### List of tasks
• a. In the forum discussion about drow, what kind of battlefield does the Greek phalanx need?
• b. Write the next part of the forum discussion about drow, picking up right after its final sentence.

### Extract to read
As I understand it, though, the drow don't actually do foot soldiers. They do ambush raiding with commando teams and if they need to fight more openly, they use slave or monster cannon fodder. This is one more example of a reason their society isn't really viable.

I disagree. The thing about the Greek phalanx is that you need a very specific battlefield. That is a flat plain of land, ideally somewhere where the enemy must meet you head on, like a mountain pass. A cave floor is going to be uneven, a massive cave system is going to have side passages. If your spearwall gets broken up or you're flanked, more flexible infantry will slaughter you. Drow don't need to get into a pitched battle, pitched battles are risky. They'll harass you with poisoned bolts, they'll take out your scouting parties, you'll get lost in the caves, any man who lags behind on the march will go missing, probably eaten by spiders. They won't strike the final blow till the army is already broken.

Honest Tiefling
2017-10-18, 12:25 PM
And I'm down with that, especially if you either (a) play down some of the weird social restrictiveness, or (b) play up the fact that their society is designed specifically to make everyone miserable.

For some reason, the idea that Lolth just wants to see butts and makes everyone dress skimpily to suit her desires really amuses me. It doesn't make them terribly threatening, but highly amusing.

I think I agree with the camp that just because it is skimpy doesn't mean it's bad, but that explanation is a bit faulty. First, it favors magic over physical prowess and a cleric of Lolth would need both. Secondly, drow are encouraged to use any advantage they can, so why not just glamor up some armor and have the benefit of both? But now I imagine drow fighting like Celtic warriors and running in completely naked under glamored armor causing quite a lot of confusion for more prudish surface races...

I guess I could see drow not understanding covering up boobs, which to them are a source of power and beauty. Why would they be ashamed of their femininity and the very things that help them raise the future generations of drow? But on the other hand, I think most women need support and coverage there for comfort reasons. Having those be cold AND flop around might show that the drow woman can endure pain, but I think a certain amount of efficiency is needed for combat. One could say that some outfits aren't always made for combat, but I'd say every outfit is made to fend off assassins.

### Records provided

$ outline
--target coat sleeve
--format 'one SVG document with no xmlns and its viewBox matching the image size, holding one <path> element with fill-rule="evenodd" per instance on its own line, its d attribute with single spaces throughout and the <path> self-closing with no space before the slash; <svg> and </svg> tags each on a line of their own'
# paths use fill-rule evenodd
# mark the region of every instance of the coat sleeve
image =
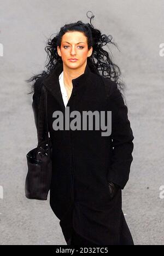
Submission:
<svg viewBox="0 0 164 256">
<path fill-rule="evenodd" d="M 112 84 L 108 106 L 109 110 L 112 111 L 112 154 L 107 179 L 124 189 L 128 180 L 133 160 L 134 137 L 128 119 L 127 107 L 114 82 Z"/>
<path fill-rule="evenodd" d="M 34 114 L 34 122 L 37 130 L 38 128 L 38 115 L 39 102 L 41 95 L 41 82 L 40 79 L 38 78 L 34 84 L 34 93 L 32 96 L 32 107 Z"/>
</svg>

--

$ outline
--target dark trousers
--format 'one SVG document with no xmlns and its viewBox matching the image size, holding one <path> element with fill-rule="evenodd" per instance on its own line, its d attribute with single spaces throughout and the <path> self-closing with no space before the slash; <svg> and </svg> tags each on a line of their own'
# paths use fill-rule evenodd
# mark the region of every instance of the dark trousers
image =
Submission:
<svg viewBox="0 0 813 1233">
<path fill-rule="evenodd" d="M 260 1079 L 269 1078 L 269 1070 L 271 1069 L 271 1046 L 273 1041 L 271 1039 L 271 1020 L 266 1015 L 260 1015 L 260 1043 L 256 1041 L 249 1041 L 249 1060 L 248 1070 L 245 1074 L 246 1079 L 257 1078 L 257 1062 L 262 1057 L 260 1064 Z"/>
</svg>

* * *

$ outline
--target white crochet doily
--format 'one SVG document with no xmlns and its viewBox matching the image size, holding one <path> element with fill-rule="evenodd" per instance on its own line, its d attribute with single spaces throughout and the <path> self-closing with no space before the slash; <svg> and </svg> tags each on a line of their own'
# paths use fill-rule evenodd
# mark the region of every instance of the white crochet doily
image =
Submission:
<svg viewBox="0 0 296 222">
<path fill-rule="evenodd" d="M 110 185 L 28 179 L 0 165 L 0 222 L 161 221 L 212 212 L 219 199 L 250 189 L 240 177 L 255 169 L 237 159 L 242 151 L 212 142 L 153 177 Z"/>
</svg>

### Answer set
• a. A flat plain of land, ideally one where the enemy must meet you head on, such as a mountain pass.

• b.
On the other other hand, I think it's going to take a better DM then me to not cause a group to giggle madly if a drow army attacks with bits flapping and flopping all over the place. Put me in the Erol Otus camp, whatever that is. Anyone got some pictures of that?

VoxRationis
2017-10-18, 12:30 PM
@War_lord and Guizonde: Remember that the phalanx was developed by people living in very rough terrain, and that extended hit-and-run tactics work best when you've got lots of space to facilitate the "run" part of things. Even regions that are generally rough terrain have enough clear, flat spots that it's more than practical to pick a specific battlefield to fit a phalanx on, even if you'll have to fall back on skirmishers in other parts of the country. If that were not true, the Greeks, who live on a peninsula full of mountains, woody hills, and rocky coastlines in odd shapes, would not have developed it. Underground, the phalanx is even more secure, since there's lots of hard, impassable barriers to secure the flanks, and hit-and-run tactics have the limitation that both direction and distance of retreat is highly limited. If the area is honeycombed with tunnels running in all directions, that changes things, but most caves have plenty of one-dimensional choke points.

gkathellar
2017-10-18, 12:40 PM
Phalanxes are loud and obvious, and require a disciplined professional army of the type drow would have a hard time assembling. Most importantly, they require esprit de corps and citizens willing to die for one another, which are things drow just don't do. In addition, drow frequently go up against giant monsters, wizards, beholders, illithid, incorporeal undead, and other creatures that can obliterate or at least wreak havoc on a formation with relative ease. And this is all assuming your stamping around doesn't attract something with a bad attitude and a burrow speed.

This is without touching on the environment. Remember, the Underdark is not just a tunnel complex. It's an enormous and highly varied cave system that moves rapidly between barely habitable and completely uninhabitable. You never know when you're going to encounter a crawlspace, moving water, flammable or poisonous gas, swamp conditions, giant lakes of acid, swarms of elf-eating wildlife, or rust monsters. The maps shift and change, for reasons both natural and supernatural. If this sounds a lot like a dungeon, well yes, that's the point. The Underdark is the ultimate dungeon, and the drow have been dungeon-crawling for longer than you have - hence why they fight like adventurers.

Also, bear in mind that most of what we hear/say about drow is about their nobility. Commoners are may end up as more typical guards and soldiers.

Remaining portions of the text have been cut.